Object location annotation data
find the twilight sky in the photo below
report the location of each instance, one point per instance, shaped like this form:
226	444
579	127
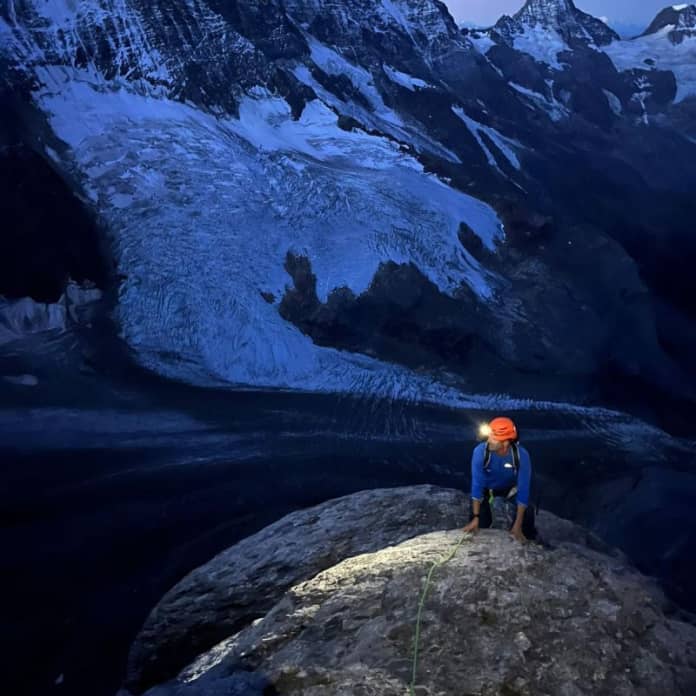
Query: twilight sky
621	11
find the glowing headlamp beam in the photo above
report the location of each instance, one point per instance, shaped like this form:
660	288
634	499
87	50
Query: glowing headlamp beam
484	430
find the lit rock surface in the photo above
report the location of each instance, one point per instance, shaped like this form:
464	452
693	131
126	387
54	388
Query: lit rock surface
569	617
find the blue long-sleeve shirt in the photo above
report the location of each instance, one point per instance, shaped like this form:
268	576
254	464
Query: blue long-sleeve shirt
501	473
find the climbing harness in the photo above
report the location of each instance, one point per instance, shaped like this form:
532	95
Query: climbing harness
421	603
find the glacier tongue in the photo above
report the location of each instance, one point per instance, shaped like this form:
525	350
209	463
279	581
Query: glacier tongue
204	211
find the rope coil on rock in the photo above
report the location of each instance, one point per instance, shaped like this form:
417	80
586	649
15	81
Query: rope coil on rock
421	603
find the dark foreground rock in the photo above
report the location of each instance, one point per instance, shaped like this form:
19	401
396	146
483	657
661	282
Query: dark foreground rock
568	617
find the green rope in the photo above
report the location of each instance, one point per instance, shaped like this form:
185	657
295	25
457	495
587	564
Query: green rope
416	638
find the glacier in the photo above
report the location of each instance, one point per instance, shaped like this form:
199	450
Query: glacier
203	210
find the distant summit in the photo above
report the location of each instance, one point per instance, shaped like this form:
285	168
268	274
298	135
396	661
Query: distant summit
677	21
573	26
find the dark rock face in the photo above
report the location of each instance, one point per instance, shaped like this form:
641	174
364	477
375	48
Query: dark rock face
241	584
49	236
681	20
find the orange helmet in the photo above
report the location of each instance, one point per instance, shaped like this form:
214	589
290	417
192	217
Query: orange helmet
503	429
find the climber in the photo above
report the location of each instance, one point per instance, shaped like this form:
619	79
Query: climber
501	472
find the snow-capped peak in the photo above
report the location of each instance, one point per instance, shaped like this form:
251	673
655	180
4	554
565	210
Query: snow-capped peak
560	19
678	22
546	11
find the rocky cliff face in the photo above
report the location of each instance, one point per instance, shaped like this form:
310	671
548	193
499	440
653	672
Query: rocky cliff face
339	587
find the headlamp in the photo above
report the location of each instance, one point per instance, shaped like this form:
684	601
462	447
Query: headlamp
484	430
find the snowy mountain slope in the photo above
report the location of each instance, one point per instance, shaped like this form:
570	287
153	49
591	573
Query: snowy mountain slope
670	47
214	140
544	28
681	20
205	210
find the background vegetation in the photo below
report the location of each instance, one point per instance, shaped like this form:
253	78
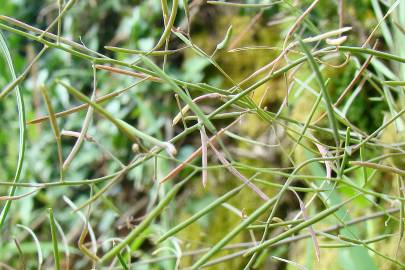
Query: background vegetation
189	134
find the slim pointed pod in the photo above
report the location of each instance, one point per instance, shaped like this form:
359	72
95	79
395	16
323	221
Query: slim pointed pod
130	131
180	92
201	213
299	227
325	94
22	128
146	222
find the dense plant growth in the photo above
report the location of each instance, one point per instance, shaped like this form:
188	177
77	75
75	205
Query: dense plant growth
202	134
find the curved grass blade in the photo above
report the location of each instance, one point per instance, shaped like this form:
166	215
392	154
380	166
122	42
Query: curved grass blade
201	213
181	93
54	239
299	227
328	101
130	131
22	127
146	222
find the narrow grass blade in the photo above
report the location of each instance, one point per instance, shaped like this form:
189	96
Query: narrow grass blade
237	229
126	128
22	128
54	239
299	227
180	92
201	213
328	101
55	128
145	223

> **The task**: Above are records to transcribe exactly; leave their pictures out.

> **Correct response**:
find the twilight sky in the photo below
report the location of each instance, one point per instance, shaped like this form:
226	444
579	127
Query: twilight sky
621	11
find the glowing headlamp beam in the photo above
report the location of each instance, one point per instance, shaped like this form:
660	288
634	499
87	50
Query: glowing headlamp beam
484	430
find the lit rock surface in the photo above
report the location of each instance, one point per instance, shaped like this form:
464	452
693	131
126	387
54	388
Query: lit rock surface
569	617
find the blue long-sleeve shirt in the photo above
report the location of each instance, one point per instance, shaped like this form:
268	576
254	464
Query: blue long-sleeve shirt
501	473
find the climbing harness in the photo above
report the location of each instance, one point per instance, shaped like this form:
532	95
Query: climbing harness
421	603
find the glacier tongue in the photo above
report the location of each instance, one point per instance, shaped like this form:
525	350
209	463
279	581
Query: glacier tongue
204	211
find the rope coil on rock in the photo above
report the location of each instance, one point per instance, shaped like this form:
417	80
586	649
15	81
Query: rope coil on rock
421	603
find the dark foreground rock in the photo above
report the location of each instance, one point per instance, shaped like this form:
19	401
396	146
483	657
661	282
Query: dark foreground rock
568	617
find the green rope in the photo above
report the location of each instance, one point per instance, shaped like this form:
185	657
295	25
457	495
587	564
Query: green rope
416	638
find the glacier in the photo above
report the location of each instance, one point per instance, shaped like this form:
199	450
Query: glacier
203	210
find the distant summit in the photo above
report the location of each instance, one point per instance, shaped like this form:
285	168
268	274
298	135
396	661
Query: distant summit
677	21
573	26
find the dark rock face in the photo above
report the location of each instance, one point per instance, shaped like this form:
641	174
364	477
375	48
Query: dark rock face
241	584
49	236
681	20
find the orange helmet in the photo above
report the location of each instance, one point per instance, shaped like this form:
214	589
290	417
192	217
Query: orange helmet
503	429
find the climber in the photo above
report the location of each instance, one point per instance, shaped like this form:
619	79
Query: climber
501	472
find the snow-capped peak in the photo above
report the location of each instance, one point per instance, shaped like this form:
251	673
655	180
4	554
565	210
Query: snow-capped peak
560	19
678	22
546	11
find the rocky cliff face in the photo above
report the location of each instance, one point per instance, shaped like this form:
310	671
548	193
499	440
653	672
Query: rocky cliff face
339	587
find the headlamp in the photo above
report the location of each instance, one point per instance, shaped like this form:
684	601
462	447
Query: headlamp
484	430
find the snowy mountain slope in the photo above
report the location of each instance, one point per instance, shaped like this form:
570	287
153	49
591	573
Query: snowy mountain slope
670	47
214	140
544	28
681	20
205	210
find the background vegetation in the photo below
report the location of each instance, one point per instance, shaped like this form:
253	78
Query: background vegetation
189	134
find the slim pointed pod in the photo above
report the location of each instance, one point per instance, shaped like this form:
359	72
95	79
395	16
323	221
Query: slim pointed pod
130	131
180	92
201	213
299	227
325	94
22	128
146	222
find the dense plant growth in the photo above
report the location of each instance, one point per instance, shaped like this form:
188	177
77	75
75	205
Query: dense plant growth
202	134
find the curved grass blade in the photo above
report the location of each instance, one point per instance, shaped like this form:
166	215
392	154
380	166
122	42
Query: curved grass blade
201	213
181	93
54	239
299	227
328	101
130	131
22	127
146	222
find the narrow grass blade in the photo above
report the location of each instance, one point per instance, shaped like this form:
189	96
Query: narrow grass blade
237	229
126	128
22	128
54	239
299	227
180	92
201	213
328	101
55	128
145	223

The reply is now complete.